→ SET OF TASKS
1) Decide whether each statement agrees with the interview on psychosis: (a) Rates of psychosis are similar and constant across different societies. (b) Toxic stress involves a stress system that is chronically overactive. (c) Genetics is one of the areas whose evidence evolution explains. For each, answer yes or no and quote the words of the interview that settle it.
2) Pick up the interview on psychosis after its last sentence and write the next passage.

→ READING TEXT
Ben: Consilience broadly describes the idea that we can be more sure of a hypothesis or theory if two or more independent lines of evidence support it. The theory of evolution gives us a good example of this. Evidence from many distinct areas of study - a non-exhaustive list might include genetics, molecular biology, comparative anatomy and physiology, the fossil record, and the geographical distributions of animals - are all explained by evolution, making the weight of evidence for the theory extremely strong. One of the reasons we were so enamoured with Kapur’s aberrant salience hypothesis is that the neurobiological explanation of psychosis he proposes is consilient with a very different line of evidence coming from first-person experiential accounts of psychosis, termed ‘phenomenological accounts’. We feel this consilience is an important merit of the aberrant salience hypothesis.
Can you tell us about why you believe toxic stress from complex interactions between psychosocial factors has ‘a critical aetiological role’?
Ben: We think looking at epidemiological evidence is very valuable in understanding psychosis. Epidemiology looks at how often diseases occur in different groups of people, and why. Whilst it was once widely believed that there are similar and constant rates of psychosis across different societies and cultures, it has now become clear that there is in fact considerable variation; some studies find 30-fold differences! (Kinney et al., 2009). Epidemiological research therefore allows us to understand which psychosocial factors increase risk for psychosis.
One very important line of epidemiological research for all mental health conditions, including psychosis, is the ‘adverse childhood experiences’ (ACEs) literature. An ACE is defined as ‘highly stressful, and potentially traumatic, events or situations that occur during childhood and/ or adolescence’. A dose response relationship has been shown between ACEs and psychosis risk. In the existing literature what has been termed ‘toxic stress’ has been established as the cause of the deleterious effects on health associated with ACEs (Agorastos et al., 2019). Toxic stress is defined as excessive, prolonged adversity in which the stress system is chronically overactive, disrupting an organism’s normal developmental trajectory and causing long-lasting detrimental health effects. We therefore thought it was highly plausible that other psychosocial stressors which occur during development which have been shown to increase risk of psychosis also cause toxic stress to developing organisms.
The ‘complex interactions’ bit refers to the idea that these risk factors do not operate in causal isolation: research is beginning to show that such things as differences in people’s genes, the timing of the risk factor, if risk factors are happening alongside one another are all important. Consistent with this, there are already emerging lines of evidence that indicate toxic stress alters the neurodevelopmental trajectory, and perturbs the functioning, of the salience network.

→ RECORDS PROVIDED
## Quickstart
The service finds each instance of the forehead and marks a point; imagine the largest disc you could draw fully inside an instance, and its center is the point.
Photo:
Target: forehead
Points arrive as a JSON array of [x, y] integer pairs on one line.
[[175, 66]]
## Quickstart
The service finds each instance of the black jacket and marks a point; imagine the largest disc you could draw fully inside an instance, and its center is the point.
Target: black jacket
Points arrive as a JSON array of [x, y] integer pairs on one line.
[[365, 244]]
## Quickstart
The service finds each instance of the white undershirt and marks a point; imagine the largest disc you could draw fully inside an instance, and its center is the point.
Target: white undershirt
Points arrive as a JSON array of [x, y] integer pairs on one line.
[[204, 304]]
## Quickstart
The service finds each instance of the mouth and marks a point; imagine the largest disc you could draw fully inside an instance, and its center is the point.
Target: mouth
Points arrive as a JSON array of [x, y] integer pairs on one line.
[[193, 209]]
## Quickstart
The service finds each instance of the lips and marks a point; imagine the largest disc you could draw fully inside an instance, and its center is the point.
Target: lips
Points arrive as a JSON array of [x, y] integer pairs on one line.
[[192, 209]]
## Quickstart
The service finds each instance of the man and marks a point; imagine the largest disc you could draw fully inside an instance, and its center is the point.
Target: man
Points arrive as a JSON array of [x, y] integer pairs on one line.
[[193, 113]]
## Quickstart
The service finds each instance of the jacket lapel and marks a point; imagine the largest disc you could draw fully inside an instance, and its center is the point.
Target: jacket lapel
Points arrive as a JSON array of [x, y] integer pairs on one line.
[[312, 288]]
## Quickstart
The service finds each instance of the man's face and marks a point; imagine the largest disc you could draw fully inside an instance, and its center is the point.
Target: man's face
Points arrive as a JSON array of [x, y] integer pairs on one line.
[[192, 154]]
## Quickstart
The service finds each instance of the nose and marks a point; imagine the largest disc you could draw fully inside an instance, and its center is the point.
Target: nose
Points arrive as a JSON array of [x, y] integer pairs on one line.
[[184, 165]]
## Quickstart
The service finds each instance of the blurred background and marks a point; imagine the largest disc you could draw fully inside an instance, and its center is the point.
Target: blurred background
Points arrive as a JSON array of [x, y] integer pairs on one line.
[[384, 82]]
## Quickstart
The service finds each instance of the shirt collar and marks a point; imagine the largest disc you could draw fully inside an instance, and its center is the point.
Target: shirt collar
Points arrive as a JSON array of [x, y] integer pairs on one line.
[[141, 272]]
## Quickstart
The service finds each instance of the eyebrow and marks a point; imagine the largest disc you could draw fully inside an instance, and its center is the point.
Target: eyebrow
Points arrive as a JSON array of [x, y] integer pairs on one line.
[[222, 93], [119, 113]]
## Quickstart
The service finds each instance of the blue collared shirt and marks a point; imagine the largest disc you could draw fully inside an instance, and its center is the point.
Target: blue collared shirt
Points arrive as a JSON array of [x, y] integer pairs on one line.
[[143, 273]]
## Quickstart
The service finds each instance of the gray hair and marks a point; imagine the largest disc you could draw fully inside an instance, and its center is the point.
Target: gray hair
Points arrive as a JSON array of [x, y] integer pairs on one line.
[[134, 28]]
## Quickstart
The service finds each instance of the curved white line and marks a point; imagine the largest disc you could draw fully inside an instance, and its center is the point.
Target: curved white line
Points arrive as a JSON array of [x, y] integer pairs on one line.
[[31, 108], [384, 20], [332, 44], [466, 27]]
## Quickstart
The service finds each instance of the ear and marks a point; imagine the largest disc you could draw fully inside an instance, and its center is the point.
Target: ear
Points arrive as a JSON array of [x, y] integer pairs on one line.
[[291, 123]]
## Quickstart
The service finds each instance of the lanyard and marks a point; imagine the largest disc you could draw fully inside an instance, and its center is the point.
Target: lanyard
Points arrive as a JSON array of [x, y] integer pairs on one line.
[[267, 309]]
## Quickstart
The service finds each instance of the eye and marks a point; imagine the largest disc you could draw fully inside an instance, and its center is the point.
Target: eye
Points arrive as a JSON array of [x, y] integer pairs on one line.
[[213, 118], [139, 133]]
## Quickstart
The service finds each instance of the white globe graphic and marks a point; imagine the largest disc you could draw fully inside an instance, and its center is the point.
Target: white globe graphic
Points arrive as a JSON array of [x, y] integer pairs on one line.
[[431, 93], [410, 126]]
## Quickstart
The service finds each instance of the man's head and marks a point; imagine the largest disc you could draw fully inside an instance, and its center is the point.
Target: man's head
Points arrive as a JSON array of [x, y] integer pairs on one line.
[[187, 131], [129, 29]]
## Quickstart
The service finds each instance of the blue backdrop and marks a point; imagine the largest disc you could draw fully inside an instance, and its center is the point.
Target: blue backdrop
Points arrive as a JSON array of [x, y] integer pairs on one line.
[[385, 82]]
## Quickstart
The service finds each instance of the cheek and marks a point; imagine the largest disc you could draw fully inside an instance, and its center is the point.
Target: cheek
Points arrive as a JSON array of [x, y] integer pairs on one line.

→ REPLIES
1)
(a) No: "it has now become clear that there is in fact considerable variation"
(b) Yes: "in which the stress system is chronically overactive"
(c) Yes: "a non-exhaustive list might include genetics"

2)
How is your modified aberrant salience hypothesis grounded in evolutionary theory?
Cos: We structure our paper in four sections, each dealing with one of Tinbergen’s four questions, with reference to the trait of salience evaluation. We start by considering the proximate mechanism of the trait, namely the activity and inter-connections of the salience network. We then proceed to discuss ontogeny, which is how the SN develops over one’s lifetime, and how risk factors for psychosis (such as urbanicity, migrant status, material deprivation, chronic early life adversity and so on) may interact with one another to alter the developmental trajectory of the SN and predispose to its eventual dysregulation in psychosis. Following these discussions regarding proximate mechanisms, we explore evolutionary questions about the SES such as its adaptive function, its persistence over evolutionary time despite reduced fitness of afflicted individuals, and how psychosis may be increasing in prevalence as a function of mismatch against the EEA humans originally evolved for.
As any good scholar knows, a theory is only sound if it is testable, falsifiable and makes good predictions. Could you take us through some testable predictions based on your theory? Particularly ones that should be a priority?
Ben: We make a number of predictions based upon our hypothesis in our paper. There are two specifically which I find the most interesting. Firstly, given that psychosis is a human species-specific disorder (i.e. does not occur in non-human animals) we make the prediction that the genetic predisposition to psychosis is more likely to be found in recently evolved, human specific areas of the genome. Hence, areas such as the human accelerated regions (HARs) of the genome and non-coding, species-specific genes should have the best chance of uncovering the evolutionary genetic mechanisms for the vulnerability to psychosis. Secondly, although we appreciate this will be difficult to test, given our mismatch-hypothesis we predict that psychosis-spectrum illnesses, as defined in the DSM-5, will not exist in hunter-gatherer populations. Were this to be the case, as our hypothesis suggests, I think this would be a really interesting finding as it flies in the face of the crude genetic determinism which seems to be often evoked in discussions around the aetiology of psychosis.
What are the benefits and implications of adopting the MASH for psychosis?
Cos: The MASH allows us to appreciate that environmental factors play a pivotal (and largely neglected) role in the causation of psychosis, and that cultural variables such as the subjective experiences of racism, economic inequality, ethnic density effects, social status, childhood adversity etc all interact in complex networks to dysregulate the functioning of an evolved neurobiological system. Furthermore, all of these variables can be understood as representing clinically-relevant deviations from the EEA, pointing to the evolutionary mechanism of mismatch.
Whilst this may all sound great, as a largely theoretical piece of work, it is vulnerable to the criticism of being clinically inconsequential. How can we use this information to improve the suffering associated with psychotic illnesses?
a. Implications for future research: Our model encourages further research and quantification of variable interactions to elucidate specific proposals that can form the basis for changing social welfare policy. In line with this, our model suggests that group membership can be protective against psychosis, and that social isolation can perpetuate the disease process. This may allow us to focus on specific social interventions that seek to address some of the evolutionary mismatch. In line with this, our model gives rise to specific testable predictions that can further our understanding of the SES and its link to psychosis.
b. Holistic practice: Our approach allows psychiatrists to provide a more biologically-informed perspective to patients, that engenders as a result a more holistic and compassionate practice. This may help relieve patients (or their immediate family members) of a misperceived responsibility for developing this complex condition, and subsequently may assist in destigmatisation. Simultaneously, this enhances our credibility, legitimacy, and effectiveness as a therapeutic field of academia.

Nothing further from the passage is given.